Comment cela peut-il être ? Comment les gens peuvent-ils rejeter des arguments logiques et rationnels ?
La réponse est simple : la logique et la rationalité sont cruciales dans le cadre d’une analyse morale. Mais elles ne sont pas en mesure de tout nous dire à propos du raisonnement moral. Celui-ci se révèle plus compliqué que les syllogismes logiques. Le raisonnement moral — sur les animaux ou autre — requiert quelque chose de plus que la logique. Ce quelque chose d’autre implique deux notions étroitement liées mais conceptuellement distinctes : le souci moral et l’impulsion morale, qui précèdent notre engagement au niveau rationnel ou logique.
Pour replacer cela dans le contexte de l’éthique animale : afin d’admettre un argument qui mène à la conclusion que tous les êtres sentients sont des membres à part entière de la communauté morale et que nous devons abolir, et non réglementer, l’exploitation animale, vous devez vous soucier moralement des animaux. Pour ce faire, vous n’avez pas nécessairement à les « aimer ». Mais vous devez admettre qu’au moins certains d’entre eux sont des membres de la communauté morale ; qu’ils sont des personnes morales nonhumaines envers qui nous avons des obligations morales directes.
Et vous devez vouloir agir, à leur égard, moralement et avec respect ; vous devez avoir une impulsion morale les concernant. Vous devez éprouver vos convictions morales en ce sens que vous voulez faire, pour les animaux, ce qui est juste. Si tel est votre cas, la logique et la rationalité peuvent être utiles pour produire des arguments irréfutables quant au fait que tous les êtres sentients ont un statut moral, et que nulle sorte d’exploitation animale ne peut se justifier moralement.
Mais si vous ne vous souciez pas moralement des animaux, si vous ne voulez pas bien agir à leur égard, alors tous les arguments du monde ne serviront pas à grand-chose. Si vous estimez ne rien leur devoir, vous ne serez guère intéressés par le fait de savoir envers quels animaux nous avons des obligations morales directes, ou par ce que ces obligations exigent que nous fassions.
Logique et rationalité : nécessaires mais pas suffisantes
1. Le fait d’infliger de la souffrance à quelque être sentient que ce soit exige une justification morale suffisante. Or le plaisir, l’amusement ou le confort ne peuvent être considérés comme des justifications suffisantes pour imposer de la souffrance à un être sentient.
2. La plus « humaine » des agricultures animales implique que l’on inflige des souffrances considérables à des êtres sentients.
3. D’un point de vue général, nos meilleures (et nos seules) justifications pour consommer des produits d’origine animale sont le plaisir, le divertissement et le confort.
4. Par conséquent : nous ne pouvons justifier, d’un point de vue moral, la consommation de produits d’origine animale.

**Consignes de travail**.
1. Recopiez le passage du texte fourni qui commence par "Logique et rationalité" et se termine par "un être sentient.".
2. Présentez en CSV à deux colonnes, intitulées demande et réponse, les enregistrements qui commencent à la ligne contenant "the stone tower" et se terminent à la fin des enregistrements. Mettez une ligne par demande, avec son texte et sa réponse chacun dans un champ entre guillemets, les sauts de ligne étant remplacés par des espaces.

**Enregistrements présentés**.
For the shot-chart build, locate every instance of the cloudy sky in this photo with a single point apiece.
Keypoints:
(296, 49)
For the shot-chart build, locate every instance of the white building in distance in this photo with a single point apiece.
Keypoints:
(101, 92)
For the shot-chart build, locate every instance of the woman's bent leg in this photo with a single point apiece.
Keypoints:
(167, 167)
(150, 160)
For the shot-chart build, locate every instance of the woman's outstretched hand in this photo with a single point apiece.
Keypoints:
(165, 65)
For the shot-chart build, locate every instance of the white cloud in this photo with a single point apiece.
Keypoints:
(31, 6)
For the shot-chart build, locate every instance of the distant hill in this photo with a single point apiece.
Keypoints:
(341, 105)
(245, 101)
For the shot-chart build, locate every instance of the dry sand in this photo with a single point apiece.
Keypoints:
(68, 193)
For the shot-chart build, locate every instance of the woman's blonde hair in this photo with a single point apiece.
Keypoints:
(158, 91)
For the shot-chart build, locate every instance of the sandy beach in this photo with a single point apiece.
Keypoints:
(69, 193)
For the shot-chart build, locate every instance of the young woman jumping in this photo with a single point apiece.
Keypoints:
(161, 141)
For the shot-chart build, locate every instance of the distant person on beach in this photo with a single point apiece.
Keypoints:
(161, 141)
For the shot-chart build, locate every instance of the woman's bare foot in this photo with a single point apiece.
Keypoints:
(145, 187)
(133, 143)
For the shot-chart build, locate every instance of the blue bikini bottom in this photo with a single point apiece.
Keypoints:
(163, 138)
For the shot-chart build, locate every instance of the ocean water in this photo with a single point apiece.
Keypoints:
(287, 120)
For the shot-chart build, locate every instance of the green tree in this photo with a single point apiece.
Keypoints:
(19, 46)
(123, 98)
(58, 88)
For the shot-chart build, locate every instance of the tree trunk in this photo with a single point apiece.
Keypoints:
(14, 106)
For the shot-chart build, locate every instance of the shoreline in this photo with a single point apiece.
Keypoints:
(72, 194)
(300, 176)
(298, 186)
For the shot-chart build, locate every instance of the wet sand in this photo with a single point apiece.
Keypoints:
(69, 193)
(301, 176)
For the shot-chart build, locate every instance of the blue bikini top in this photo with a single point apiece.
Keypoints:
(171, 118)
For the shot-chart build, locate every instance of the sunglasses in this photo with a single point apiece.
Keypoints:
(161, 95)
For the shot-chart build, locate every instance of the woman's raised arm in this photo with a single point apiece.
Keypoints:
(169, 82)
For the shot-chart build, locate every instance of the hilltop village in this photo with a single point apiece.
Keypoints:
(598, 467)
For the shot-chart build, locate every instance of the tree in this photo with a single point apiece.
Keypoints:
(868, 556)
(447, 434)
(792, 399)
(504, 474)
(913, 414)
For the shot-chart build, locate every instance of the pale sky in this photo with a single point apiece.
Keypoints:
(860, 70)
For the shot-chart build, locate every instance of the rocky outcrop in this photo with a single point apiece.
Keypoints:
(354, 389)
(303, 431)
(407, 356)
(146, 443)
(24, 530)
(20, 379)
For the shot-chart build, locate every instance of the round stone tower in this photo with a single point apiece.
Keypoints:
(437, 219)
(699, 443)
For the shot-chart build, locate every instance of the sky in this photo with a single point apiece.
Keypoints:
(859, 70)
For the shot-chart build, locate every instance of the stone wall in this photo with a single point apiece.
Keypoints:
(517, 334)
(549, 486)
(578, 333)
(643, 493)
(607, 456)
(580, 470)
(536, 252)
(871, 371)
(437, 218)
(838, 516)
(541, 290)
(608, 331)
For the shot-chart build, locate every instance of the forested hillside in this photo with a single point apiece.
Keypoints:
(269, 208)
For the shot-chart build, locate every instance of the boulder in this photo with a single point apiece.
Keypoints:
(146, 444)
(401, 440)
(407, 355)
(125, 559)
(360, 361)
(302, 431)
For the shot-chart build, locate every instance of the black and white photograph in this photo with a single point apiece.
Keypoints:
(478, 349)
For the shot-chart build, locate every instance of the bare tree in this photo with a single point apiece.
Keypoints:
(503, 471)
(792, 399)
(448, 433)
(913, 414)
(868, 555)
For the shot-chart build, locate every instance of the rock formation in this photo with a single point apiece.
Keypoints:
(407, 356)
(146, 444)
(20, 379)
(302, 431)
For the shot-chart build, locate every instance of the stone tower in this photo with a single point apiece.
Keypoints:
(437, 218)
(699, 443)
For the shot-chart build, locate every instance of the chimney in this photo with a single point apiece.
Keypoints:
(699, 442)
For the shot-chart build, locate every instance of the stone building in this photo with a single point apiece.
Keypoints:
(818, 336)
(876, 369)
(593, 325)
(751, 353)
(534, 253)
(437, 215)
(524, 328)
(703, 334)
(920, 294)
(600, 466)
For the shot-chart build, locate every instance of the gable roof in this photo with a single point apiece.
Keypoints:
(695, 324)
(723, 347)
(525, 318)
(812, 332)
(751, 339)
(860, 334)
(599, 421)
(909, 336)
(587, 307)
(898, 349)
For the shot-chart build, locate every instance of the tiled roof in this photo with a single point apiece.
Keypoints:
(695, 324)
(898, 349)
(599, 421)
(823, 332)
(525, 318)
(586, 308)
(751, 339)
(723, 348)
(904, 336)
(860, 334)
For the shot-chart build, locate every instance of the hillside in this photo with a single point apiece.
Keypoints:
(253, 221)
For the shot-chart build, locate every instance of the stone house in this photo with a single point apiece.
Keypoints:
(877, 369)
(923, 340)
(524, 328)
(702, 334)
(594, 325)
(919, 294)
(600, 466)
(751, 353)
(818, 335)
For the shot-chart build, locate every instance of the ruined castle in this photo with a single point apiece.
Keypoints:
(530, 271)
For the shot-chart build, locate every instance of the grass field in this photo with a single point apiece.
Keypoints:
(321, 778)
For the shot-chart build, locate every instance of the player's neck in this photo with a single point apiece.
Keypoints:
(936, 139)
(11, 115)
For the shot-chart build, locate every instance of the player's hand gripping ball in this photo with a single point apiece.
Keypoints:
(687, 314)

**Réponses attendues**.
1.
Logique et rationalité : nécessaires mais pas suffisantes
1. Le fait d’infliger de la souffrance à quelque être sentient que ce soit exige une justification morale suffisante. Or le plaisir, l’amusement ou le confort ne peuvent être considérés comme des justifications suffisantes pour imposer de la souffrance à un être sentient.

2.
demande,réponse
"For the shot-chart build, locate every instance of the stone tower in this photo with a single point apiece. Keypoints:","(437, 218) (699, 443)"
"For the shot-chart build, locate every instance of the chimney in this photo with a single point apiece. Keypoints:","(699, 442)"
"For the shot-chart build, locate every instance of the stone building in this photo with a single point apiece. Keypoints:","(818, 336) (876, 369) (593, 325) (751, 353) (534, 253) (437, 215) (524, 328) (703, 334) (920, 294) (600, 466)"
"For the shot-chart build, locate every instance of the gable roof in this photo with a single point apiece. Keypoints:","(695, 324) (723, 347) (525, 318) (812, 332) (751, 339) (860, 334) (599, 421) (909, 336) (587, 307) (898, 349)"
"For the shot-chart build, locate every instance of the tiled roof in this photo with a single point apiece. Keypoints:","(695, 324) (898, 349) (599, 421) (823, 332) (525, 318) (586, 308) (751, 339) (723, 348) (904, 336) (860, 334)"
"For the shot-chart build, locate every instance of the hillside in this photo with a single point apiece. Keypoints:","(253, 221)"
"For the shot-chart build, locate every instance of the stone house in this photo with a single point apiece. Keypoints:","(877, 369) (923, 340) (524, 328) (702, 334) (594, 325) (919, 294) (600, 466) (751, 353) (818, 335)"
"For the shot-chart build, locate every instance of the ruined castle in this photo with a single point apiece. Keypoints:","(530, 271)"
"For the shot-chart build, locate every instance of the grass field in this photo with a single point apiece. Keypoints:","(321, 778)"
"For the shot-chart build, locate every instance of the player's neck in this photo with a single point apiece. Keypoints:","(936, 139) (11, 115)"
"For the shot-chart build, locate every instance of the player's hand gripping ball in this photo with a single point apiece. Keypoints:","(687, 314)"